> _Texte de la page_
= = = =

Du verbeux au verveux L’œuvre de Cohen, à la manière de celle de Proust, se caractérise par une attention aiguë à tous les phénomènes de langage. Elle s’oriente vers une forme de sociologie romanesque qui jamais n’épouse la logique paralysante du sérieux. Minutieux, le regard porté sur la parole est attentif aux sociolectes et aux idiolectes de chacun, les retranscrivant avec le plus grand soin, depuis les déformations lexicales ou syntaxiques jusqu’aux accents. Mais, parmi cette constellation polyphonique, parler pour ne rien dire, pour ne pas se faire entendre, s’adonner au brouhaha du verbe pour combler le défaut qui fore l’être et la pensée : tel est le trait définitoire d’une certaine verve propre au discours politique et diplomatique. Car à la SDN et chez les mondains, tous font des gorges chaudes de la moindre trouvaille linguistique. Chaque nouvelle habile tournure provoque le ravissement des fonctionnaires : Les notes de van Vries faisaient l’admiration de ses collaborateurs. Il était en effet passé maître dans l’art de ne rien dire. Atteint de circonspection pathologique, ce fonctionnaire était capable d’aligner des douzaines de phrases paraissant pourvues de signification mais qui, relues attentivement, n’en avaient aucune et ne pouvaient donc engager sa responsabilité. C’était le talent imbécile de savoir ne rien dire en plusieurs pages1.

= = = =

> _Travail demandé_
a) Relevez tous les noms de personnes qui figurent dans le texte sur l'œuvre de Cohen.
b) D'après le texte sur l'œuvre de Cohen, dans quel art van Vries était-il passé maître ?
c) Poursuivez le texte sur l'œuvre de Cohen à partir de sa dernière phrase.

> _Données extraites_
= = = =

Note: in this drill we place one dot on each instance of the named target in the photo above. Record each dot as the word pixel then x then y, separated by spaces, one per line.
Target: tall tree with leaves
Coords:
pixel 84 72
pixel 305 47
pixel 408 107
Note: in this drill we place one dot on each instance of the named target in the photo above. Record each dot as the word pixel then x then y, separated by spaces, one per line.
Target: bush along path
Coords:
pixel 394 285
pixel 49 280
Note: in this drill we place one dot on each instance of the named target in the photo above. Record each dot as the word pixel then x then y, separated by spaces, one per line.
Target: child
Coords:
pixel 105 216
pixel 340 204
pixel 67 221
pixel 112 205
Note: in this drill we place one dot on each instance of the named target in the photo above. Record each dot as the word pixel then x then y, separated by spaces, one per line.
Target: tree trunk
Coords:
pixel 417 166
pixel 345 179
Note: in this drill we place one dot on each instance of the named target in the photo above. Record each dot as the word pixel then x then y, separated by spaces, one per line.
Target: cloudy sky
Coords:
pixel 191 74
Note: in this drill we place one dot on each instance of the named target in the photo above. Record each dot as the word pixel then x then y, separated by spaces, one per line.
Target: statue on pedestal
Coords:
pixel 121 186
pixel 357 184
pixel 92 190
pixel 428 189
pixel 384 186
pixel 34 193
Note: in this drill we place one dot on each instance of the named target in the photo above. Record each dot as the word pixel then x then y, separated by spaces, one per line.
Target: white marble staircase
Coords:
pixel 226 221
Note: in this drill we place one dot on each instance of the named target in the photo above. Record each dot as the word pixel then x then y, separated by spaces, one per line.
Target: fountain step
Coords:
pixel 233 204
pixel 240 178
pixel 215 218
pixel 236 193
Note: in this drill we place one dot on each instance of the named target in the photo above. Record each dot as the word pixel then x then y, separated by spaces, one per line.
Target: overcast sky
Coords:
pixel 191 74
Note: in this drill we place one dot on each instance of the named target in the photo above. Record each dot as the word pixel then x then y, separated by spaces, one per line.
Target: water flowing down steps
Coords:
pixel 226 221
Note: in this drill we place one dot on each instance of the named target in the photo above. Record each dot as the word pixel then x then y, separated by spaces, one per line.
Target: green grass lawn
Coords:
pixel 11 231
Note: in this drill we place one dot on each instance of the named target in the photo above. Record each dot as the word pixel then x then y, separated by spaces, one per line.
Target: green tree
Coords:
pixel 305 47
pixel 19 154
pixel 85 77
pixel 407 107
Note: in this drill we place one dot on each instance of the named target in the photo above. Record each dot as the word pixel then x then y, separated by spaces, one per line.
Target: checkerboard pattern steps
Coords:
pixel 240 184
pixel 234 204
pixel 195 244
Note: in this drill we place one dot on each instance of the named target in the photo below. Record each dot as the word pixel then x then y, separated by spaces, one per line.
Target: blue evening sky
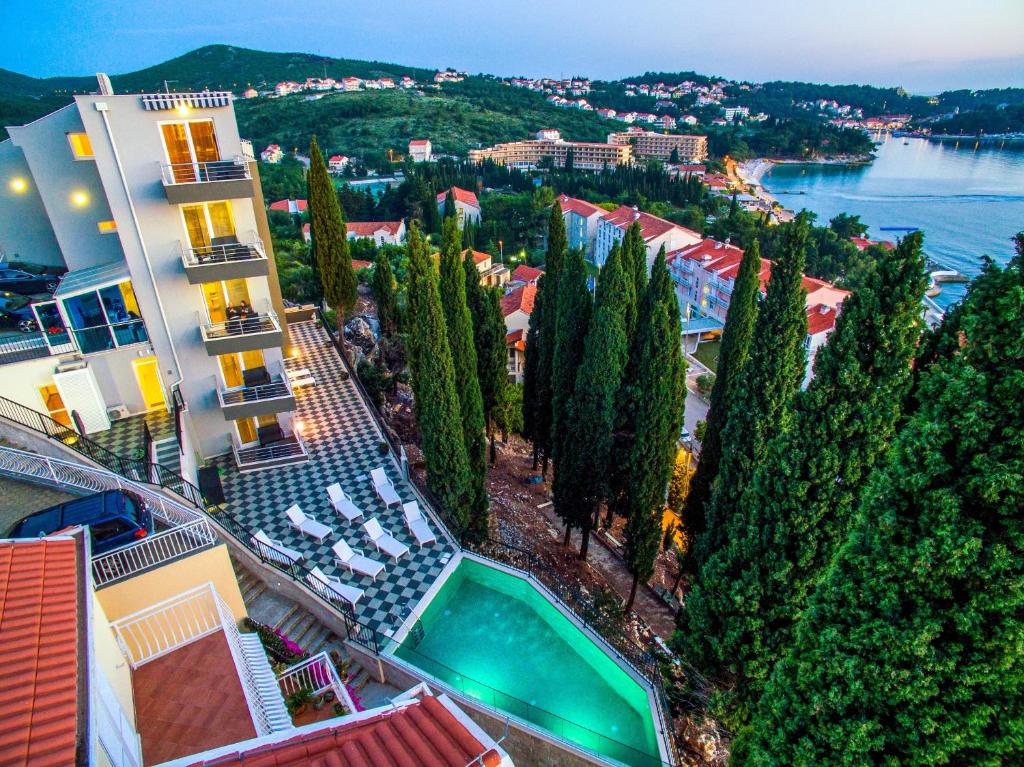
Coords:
pixel 925 45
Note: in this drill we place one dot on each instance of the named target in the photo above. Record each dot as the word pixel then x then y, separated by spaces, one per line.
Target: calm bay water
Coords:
pixel 968 201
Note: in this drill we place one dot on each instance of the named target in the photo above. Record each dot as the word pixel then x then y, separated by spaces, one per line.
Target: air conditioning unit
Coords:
pixel 117 412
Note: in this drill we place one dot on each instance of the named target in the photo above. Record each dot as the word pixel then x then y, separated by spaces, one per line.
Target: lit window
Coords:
pixel 81 146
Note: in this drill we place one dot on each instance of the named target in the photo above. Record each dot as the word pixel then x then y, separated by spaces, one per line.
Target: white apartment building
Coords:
pixel 171 301
pixel 655 231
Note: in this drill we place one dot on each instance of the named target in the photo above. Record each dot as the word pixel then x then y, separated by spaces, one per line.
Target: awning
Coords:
pixel 82 281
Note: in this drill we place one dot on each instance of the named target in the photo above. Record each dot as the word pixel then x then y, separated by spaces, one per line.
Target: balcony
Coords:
pixel 262 394
pixel 226 259
pixel 242 334
pixel 276 448
pixel 205 182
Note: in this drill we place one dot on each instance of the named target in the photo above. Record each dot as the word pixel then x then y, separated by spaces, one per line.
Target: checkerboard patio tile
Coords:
pixel 342 440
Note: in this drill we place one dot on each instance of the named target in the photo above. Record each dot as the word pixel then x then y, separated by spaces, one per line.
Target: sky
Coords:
pixel 924 45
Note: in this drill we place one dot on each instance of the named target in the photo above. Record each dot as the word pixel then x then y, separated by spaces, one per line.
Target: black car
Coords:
pixel 16 312
pixel 26 282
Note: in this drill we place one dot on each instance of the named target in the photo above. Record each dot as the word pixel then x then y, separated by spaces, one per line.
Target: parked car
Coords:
pixel 26 282
pixel 115 518
pixel 15 312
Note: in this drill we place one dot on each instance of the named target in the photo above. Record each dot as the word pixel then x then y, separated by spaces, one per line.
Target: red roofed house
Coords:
pixel 382 232
pixel 655 231
pixel 466 205
pixel 289 206
pixel 581 223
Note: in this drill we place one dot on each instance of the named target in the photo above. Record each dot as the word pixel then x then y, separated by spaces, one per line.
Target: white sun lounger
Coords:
pixel 355 560
pixel 417 523
pixel 383 540
pixel 385 489
pixel 332 588
pixel 306 524
pixel 274 550
pixel 342 503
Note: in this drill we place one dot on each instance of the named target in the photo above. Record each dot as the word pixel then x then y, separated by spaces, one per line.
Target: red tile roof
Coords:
pixel 39 653
pixel 581 207
pixel 461 196
pixel 369 228
pixel 519 299
pixel 283 205
pixel 524 273
pixel 423 733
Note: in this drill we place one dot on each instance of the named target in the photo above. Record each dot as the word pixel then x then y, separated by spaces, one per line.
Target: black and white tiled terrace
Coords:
pixel 343 444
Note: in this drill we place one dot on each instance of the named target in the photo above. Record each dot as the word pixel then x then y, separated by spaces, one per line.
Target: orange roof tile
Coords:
pixel 422 733
pixel 39 651
pixel 519 299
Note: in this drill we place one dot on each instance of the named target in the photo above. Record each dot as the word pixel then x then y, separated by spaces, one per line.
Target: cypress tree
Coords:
pixel 460 336
pixel 327 226
pixel 660 396
pixel 384 293
pixel 732 355
pixel 437 409
pixel 798 509
pixel 592 413
pixel 571 323
pixel 909 650
pixel 768 382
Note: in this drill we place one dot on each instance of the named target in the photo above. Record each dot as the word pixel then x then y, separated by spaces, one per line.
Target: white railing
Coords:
pixel 152 551
pixel 316 675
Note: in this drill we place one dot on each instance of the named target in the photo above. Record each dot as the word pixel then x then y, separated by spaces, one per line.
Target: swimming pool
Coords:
pixel 494 637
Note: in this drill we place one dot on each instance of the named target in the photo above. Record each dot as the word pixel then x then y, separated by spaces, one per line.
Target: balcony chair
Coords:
pixel 306 524
pixel 332 588
pixel 355 560
pixel 343 504
pixel 383 540
pixel 385 489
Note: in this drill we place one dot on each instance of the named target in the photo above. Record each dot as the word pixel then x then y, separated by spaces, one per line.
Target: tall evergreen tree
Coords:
pixel 492 350
pixel 764 394
pixel 593 409
pixel 573 308
pixel 909 650
pixel 385 294
pixel 797 511
pixel 437 409
pixel 460 337
pixel 660 396
pixel 327 227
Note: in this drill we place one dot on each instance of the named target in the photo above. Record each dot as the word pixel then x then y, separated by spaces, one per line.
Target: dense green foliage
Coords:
pixel 460 337
pixel 660 394
pixel 908 652
pixel 733 353
pixel 436 399
pixel 330 243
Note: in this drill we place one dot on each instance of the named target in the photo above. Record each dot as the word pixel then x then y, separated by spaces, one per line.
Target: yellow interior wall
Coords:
pixel 147 589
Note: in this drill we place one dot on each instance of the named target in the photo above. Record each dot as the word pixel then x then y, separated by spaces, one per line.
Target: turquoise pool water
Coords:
pixel 494 637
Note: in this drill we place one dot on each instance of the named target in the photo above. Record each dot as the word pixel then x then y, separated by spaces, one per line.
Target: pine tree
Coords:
pixel 460 336
pixel 786 527
pixel 327 227
pixel 764 394
pixel 572 321
pixel 384 293
pixel 593 410
pixel 909 650
pixel 660 395
pixel 437 410
pixel 733 353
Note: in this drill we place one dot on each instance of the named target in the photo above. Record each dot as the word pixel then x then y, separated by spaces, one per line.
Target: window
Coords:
pixel 81 146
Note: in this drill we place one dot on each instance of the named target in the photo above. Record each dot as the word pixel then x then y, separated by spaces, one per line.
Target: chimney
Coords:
pixel 105 89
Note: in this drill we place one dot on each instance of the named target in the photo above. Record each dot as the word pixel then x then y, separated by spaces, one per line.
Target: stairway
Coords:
pixel 266 682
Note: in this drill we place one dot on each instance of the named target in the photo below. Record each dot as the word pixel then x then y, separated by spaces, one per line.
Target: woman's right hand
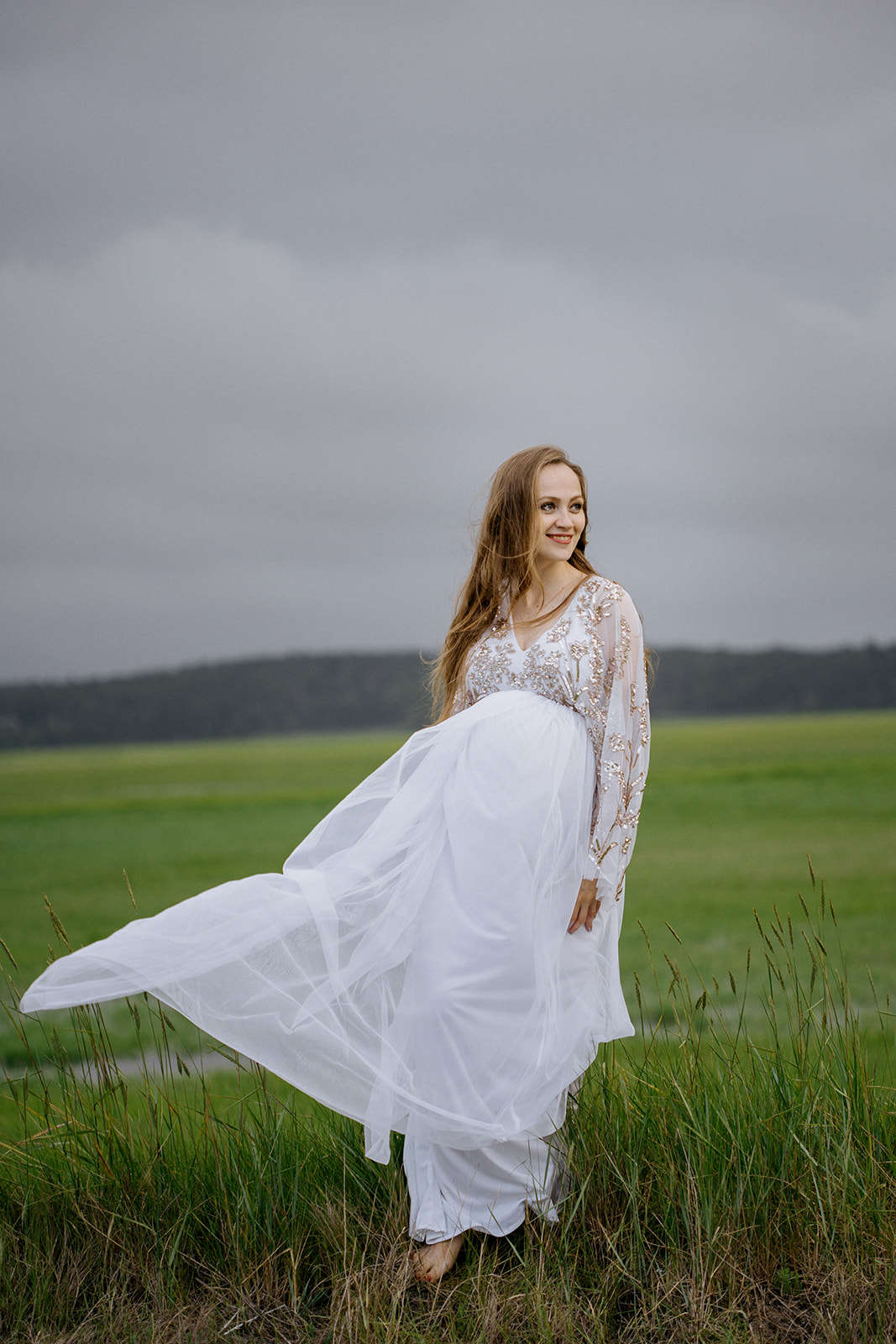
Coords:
pixel 586 906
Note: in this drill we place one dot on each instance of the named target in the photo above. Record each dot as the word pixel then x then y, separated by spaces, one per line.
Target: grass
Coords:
pixel 731 810
pixel 723 1191
pixel 735 1171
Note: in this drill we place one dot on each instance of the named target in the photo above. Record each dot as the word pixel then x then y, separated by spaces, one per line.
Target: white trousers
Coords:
pixel 484 1189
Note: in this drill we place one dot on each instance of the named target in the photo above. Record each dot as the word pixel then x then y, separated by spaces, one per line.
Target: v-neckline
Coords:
pixel 553 624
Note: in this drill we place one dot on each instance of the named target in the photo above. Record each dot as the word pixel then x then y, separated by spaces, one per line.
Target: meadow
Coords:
pixel 735 1173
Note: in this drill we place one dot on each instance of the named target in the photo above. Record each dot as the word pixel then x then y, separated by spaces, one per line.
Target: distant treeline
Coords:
pixel 309 692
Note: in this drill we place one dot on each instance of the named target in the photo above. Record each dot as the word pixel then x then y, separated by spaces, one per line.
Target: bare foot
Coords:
pixel 432 1263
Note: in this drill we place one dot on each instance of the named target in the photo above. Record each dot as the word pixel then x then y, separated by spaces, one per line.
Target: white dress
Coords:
pixel 410 967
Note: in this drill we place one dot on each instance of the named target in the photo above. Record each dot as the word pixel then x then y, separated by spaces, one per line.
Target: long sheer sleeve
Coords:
pixel 613 698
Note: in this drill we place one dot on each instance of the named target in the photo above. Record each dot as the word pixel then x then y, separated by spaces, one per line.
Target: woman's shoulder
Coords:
pixel 597 591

= = = =

> _Réponses_
a) Cohen, Proust, van Vries

b) Dans l'art de ne rien dire.

c)
Ergoter est en effet le sport favori de ces hommes qui s’ennuient : Le Gandec vient par exemple consulter Adrien pour savoir si « se ranger à notre opinion » est idoine ou si « se ranger à notre point de vue » ne serait pas plus adéquat2. Adrien, tout fat qu’il est, est comme un poisson dans l’eau. Il s’enorgueillit d’avoir eu l’idée d’« employer le mot développement au pluriel, ce qui lui donnait plus de gravité » (M, p. 484) : Et le plus haut fleuron de sa couronne, cette tournure ingénieuse grâce à laquelle, lorsqu’il était impossible d’éluder un « en ce qui concerne », on pouvait au moins en éviter la répétition. Autrefois, ses collègues écrivaient par exemple « tant en ce qui concerne la Syrie qu’en ce qui concerne la Palestine ». C’était à lui qu’on devait le « tant en ce qui concerne la Syrie que la Palestine » (M, p. 484).

C’est tout un idiolecte verbeux que Cohen passe en revue, où le signifiant prend le pas sur le signifié, où la syntaxe prime sur le réel. Cet univers s’inscrit 1. A. Cohen, Belle du Seigneur [1968], 1998, p. 338 (désormais BS). 2. A. Cohen, Mangeclous [1938], 1980, p. 478 (désormais M).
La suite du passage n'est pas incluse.